抜粋文:
メディア批判を読んでいて、なにかボタンのかけ違いのようなものを感じました。プロ意識を持たない現在のメディアを、具体的な例を挙げながら批判しているのですが、良く考えたら一般庶民の私にはあまり関係ない話しですね。もともとは、メディア関係の志望者も多いと思われる授業で語られた内容なので、誰もが真似をする必要はないことだと悟ってほっとしました。
それだけに、一般人の言動にまで立ち入った2ちゃんねる批判については首を傾げたくなります。
「名無し」が語っている言葉とは「その発言に最終的に責任をとる個人がいない言葉」ということになる。(P95)全くその通りで、だから2ちゃんねるでは「嘘を嘘と見抜ける人でないと難しい」という言葉が金言扱いされています。その「名無し」達に対して
だって、その人は「私が存在しなくなっても誰も困らない」ということを堂々と公言しているからです。(略)そのような名乗りを繰り返しているうちに、その「呪い」は弱い酸のようにその発言者の存在根拠を溶かしてゆきます。(P96)なんてことを高みから言われても、そこは発言者達自身がそれでいいと思っていることじゃないですかね。お前にそこまで立ち入られる理由はないと。正しいか間違っているかは別にして、生理的な反発を覚えます。
著者の「市場」嫌いについても、私はあまり受け付けません。医療や教育の現場における過度な市場主義の弊害については、なるほど同意できるところです。でも、市場性を排したら全てがうまくいくというわけではもちろんないですよね。非効率や悪弊の横行といったものが当然予測されるわけで、結局は何がしかのトレードオフの関係になってくると思います。
全般に筆者の現状認識力はすばらしく、まさに蒙が啓かれた気持ちになるのですけれど、その解決のところになると、どうしても懐疑的な気持ちのほうが先にたってしまいます。贈与経済の話しとかされだすと胡散臭さが倍増。私も大学時代はマルクス系の先生についていたので、その頃ならもっと素直に読めたかもしれませんね。市場主義に浸りきった社会人にはちょっとしんどい。
本書を読む上で心がけてほしいのは以下の2点。一つ目は、文章中で行われている批判と自分自身との位置関係を的確に見極めること。二つ目は、現状認識についての言説と解決策のロジックを分けて受け止めること。とにかく読みやすい文章なので、さらっと流されてしまうと大変です。平易な文章の割りに、内容をきっちり把握しきるのは難しい本だと感じました。

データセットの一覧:
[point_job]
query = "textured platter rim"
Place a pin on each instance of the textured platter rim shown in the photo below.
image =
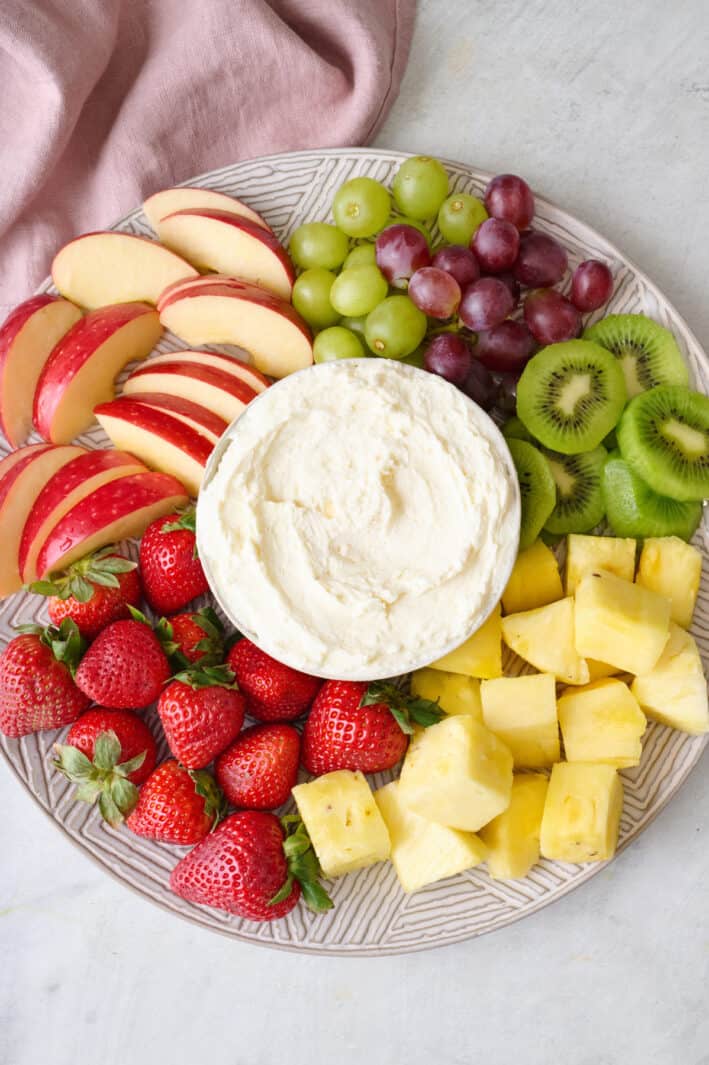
(449, 934)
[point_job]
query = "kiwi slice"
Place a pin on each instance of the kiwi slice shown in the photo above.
(647, 351)
(663, 436)
(537, 488)
(633, 509)
(571, 395)
(579, 498)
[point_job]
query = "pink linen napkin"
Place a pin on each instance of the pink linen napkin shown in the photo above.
(105, 101)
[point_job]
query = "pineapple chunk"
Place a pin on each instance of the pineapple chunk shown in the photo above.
(588, 553)
(675, 691)
(455, 692)
(457, 773)
(673, 569)
(512, 838)
(581, 813)
(424, 852)
(522, 711)
(481, 655)
(621, 623)
(343, 821)
(533, 582)
(602, 723)
(545, 638)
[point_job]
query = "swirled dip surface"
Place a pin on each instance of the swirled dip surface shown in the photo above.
(360, 519)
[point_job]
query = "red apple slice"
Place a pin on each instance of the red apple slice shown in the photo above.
(20, 484)
(245, 315)
(27, 339)
(68, 487)
(106, 267)
(221, 393)
(158, 438)
(169, 200)
(119, 509)
(194, 414)
(81, 370)
(216, 360)
(218, 241)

練習問題:
1) 抜粋文に基づき、次の問いに答えてください。
(a) メディア批判の内容は、もともとどのような場で語られたものですか。
(b) 筆者が「なるほど同意できる」としているのは、どのような弊害についてですか。
(c) 筆者は大学時代、どのような先生についていましたか。
2) 抜粋文の「平易な文章の割りに、内容をきっちり把握しきるのは難しい本だと感じました。」という一文を英語に訳してください。
この一覧は、抜粋文とは別個の資料です。

練習問題の解答:
1)
(a) メディア関係の志望者も多いと思われる授業です。
(b) 医療や教育の現場における過度な市場主義の弊害です。
(c) マルクス系の先生です。

2) I felt that, despite its plain prose, this is a book whose content is difficult to grasp fully.